[Position identification records]
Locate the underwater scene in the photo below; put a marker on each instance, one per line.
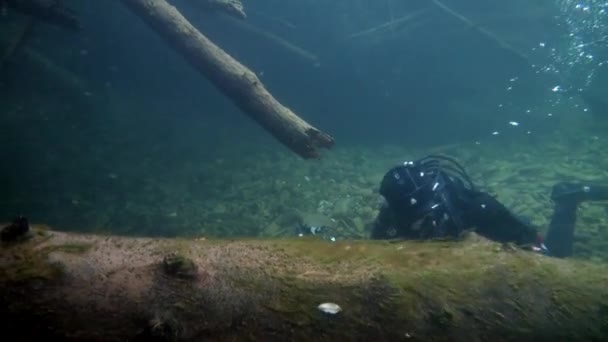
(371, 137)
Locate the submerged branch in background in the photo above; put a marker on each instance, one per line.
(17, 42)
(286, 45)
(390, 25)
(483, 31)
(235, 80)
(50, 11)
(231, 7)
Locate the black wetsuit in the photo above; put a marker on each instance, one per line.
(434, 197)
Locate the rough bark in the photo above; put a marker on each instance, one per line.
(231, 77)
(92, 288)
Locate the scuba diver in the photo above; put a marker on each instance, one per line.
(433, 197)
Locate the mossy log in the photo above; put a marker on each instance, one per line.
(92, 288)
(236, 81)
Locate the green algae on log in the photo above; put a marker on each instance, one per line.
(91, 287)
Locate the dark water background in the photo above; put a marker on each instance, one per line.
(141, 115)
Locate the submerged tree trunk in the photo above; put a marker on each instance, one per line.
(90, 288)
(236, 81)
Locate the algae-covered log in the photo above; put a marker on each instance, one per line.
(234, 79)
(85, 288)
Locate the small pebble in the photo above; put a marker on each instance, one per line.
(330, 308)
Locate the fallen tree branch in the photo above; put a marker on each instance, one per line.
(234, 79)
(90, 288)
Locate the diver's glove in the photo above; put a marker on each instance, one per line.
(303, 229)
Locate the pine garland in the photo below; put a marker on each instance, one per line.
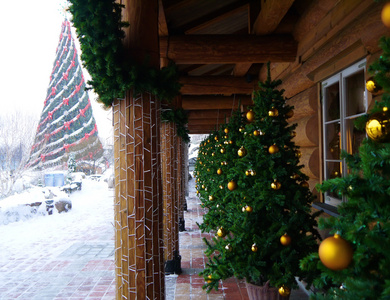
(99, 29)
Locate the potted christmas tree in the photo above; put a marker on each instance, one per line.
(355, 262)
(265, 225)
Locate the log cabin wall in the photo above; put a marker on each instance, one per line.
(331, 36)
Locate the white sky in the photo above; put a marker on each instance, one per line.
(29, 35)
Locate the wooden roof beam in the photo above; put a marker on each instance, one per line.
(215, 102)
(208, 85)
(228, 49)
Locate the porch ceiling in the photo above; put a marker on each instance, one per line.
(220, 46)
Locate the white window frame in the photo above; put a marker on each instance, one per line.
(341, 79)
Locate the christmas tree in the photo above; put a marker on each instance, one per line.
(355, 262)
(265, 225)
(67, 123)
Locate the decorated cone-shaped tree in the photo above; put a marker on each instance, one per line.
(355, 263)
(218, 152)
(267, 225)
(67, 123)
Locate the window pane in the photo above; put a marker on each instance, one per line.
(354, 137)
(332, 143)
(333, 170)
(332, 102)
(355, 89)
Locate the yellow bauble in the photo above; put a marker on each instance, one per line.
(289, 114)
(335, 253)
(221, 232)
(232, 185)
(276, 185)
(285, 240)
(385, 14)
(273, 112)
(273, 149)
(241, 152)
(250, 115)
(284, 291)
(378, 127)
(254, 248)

* * *

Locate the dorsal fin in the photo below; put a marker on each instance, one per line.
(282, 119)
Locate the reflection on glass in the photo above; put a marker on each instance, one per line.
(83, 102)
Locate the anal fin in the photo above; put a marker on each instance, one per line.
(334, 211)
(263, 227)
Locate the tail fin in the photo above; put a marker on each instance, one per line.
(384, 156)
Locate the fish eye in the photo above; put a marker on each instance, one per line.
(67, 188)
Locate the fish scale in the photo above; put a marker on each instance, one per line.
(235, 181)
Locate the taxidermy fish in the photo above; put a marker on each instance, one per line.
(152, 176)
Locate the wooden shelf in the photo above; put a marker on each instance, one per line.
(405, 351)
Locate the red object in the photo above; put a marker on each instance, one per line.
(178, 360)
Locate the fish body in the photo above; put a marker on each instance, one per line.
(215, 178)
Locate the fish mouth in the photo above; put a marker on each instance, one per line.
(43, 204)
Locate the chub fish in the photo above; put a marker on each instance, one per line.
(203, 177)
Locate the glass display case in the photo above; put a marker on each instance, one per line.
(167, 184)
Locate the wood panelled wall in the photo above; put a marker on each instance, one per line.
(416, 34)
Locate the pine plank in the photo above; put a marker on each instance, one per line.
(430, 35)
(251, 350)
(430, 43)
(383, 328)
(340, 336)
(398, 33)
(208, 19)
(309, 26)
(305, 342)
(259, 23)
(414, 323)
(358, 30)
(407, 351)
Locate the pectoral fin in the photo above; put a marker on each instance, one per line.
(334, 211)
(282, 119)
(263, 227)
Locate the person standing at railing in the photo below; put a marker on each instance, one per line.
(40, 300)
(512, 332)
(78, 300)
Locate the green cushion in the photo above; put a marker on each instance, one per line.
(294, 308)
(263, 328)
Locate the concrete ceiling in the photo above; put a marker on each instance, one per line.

---

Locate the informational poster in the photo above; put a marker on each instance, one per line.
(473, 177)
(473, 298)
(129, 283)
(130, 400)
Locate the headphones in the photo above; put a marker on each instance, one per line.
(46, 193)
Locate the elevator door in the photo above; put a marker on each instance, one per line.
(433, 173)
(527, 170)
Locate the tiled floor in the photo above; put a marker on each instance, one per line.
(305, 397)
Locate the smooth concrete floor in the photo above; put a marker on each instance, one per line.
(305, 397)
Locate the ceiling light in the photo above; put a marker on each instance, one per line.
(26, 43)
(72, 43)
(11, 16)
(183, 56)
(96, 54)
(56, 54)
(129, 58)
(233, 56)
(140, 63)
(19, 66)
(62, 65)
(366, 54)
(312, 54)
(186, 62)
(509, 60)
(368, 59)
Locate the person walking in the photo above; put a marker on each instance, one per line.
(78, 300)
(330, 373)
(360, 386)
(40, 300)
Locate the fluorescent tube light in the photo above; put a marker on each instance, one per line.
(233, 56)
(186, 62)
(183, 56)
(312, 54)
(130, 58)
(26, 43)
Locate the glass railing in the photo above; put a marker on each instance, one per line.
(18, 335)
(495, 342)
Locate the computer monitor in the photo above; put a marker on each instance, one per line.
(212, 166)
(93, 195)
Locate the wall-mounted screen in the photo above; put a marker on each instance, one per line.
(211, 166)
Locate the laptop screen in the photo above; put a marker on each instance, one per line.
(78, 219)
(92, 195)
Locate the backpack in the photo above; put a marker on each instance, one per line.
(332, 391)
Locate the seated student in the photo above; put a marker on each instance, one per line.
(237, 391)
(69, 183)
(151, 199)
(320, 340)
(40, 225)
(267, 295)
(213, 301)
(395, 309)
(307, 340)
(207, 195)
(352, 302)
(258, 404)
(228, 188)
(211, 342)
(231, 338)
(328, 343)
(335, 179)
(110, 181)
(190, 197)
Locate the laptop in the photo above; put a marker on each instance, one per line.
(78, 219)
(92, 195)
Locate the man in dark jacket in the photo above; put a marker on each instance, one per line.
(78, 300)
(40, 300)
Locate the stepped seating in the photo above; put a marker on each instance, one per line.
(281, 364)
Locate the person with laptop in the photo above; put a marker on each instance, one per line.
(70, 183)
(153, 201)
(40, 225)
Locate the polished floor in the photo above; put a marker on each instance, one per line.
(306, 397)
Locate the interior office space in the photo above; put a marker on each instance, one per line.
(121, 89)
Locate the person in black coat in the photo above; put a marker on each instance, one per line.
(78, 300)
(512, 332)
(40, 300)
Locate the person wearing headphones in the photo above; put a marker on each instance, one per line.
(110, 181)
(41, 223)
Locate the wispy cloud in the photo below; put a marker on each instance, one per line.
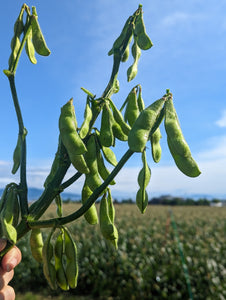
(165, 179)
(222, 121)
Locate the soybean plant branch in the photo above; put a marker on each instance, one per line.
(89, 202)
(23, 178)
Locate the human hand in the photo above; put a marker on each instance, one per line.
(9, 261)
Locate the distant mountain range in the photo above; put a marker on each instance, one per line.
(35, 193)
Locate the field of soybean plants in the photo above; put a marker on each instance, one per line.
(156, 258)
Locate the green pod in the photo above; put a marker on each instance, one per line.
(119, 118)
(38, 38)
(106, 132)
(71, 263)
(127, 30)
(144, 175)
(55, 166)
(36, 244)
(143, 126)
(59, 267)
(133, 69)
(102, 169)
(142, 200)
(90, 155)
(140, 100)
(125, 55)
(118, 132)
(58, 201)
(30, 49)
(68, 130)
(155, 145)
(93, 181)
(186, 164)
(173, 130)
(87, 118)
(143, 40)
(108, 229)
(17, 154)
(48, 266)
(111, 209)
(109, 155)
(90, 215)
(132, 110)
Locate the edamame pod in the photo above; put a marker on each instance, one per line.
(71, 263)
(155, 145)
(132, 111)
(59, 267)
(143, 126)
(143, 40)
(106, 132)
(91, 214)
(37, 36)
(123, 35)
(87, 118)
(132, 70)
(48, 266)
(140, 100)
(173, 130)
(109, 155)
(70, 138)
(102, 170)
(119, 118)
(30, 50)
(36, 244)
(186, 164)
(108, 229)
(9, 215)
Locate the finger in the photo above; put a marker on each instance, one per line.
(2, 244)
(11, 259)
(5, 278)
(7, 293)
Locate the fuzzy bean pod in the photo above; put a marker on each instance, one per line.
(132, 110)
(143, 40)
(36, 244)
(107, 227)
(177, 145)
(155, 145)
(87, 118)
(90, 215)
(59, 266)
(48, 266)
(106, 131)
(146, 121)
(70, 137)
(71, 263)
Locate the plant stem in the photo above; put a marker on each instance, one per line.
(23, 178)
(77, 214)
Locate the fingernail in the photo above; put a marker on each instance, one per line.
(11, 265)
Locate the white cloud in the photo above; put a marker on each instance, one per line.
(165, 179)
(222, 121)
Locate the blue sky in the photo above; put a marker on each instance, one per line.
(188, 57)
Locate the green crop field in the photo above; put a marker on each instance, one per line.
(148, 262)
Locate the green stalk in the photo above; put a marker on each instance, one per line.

- GIVEN TASK
Extract, in full and in their original order, every line of the material above that contains the string "dark".

- IN RESPONSE
Locate the dark water background in the photo above; put a marker on each instance, one per line.
Locate the man in dark jacket in the photo above; put a marker on each instance, one per line.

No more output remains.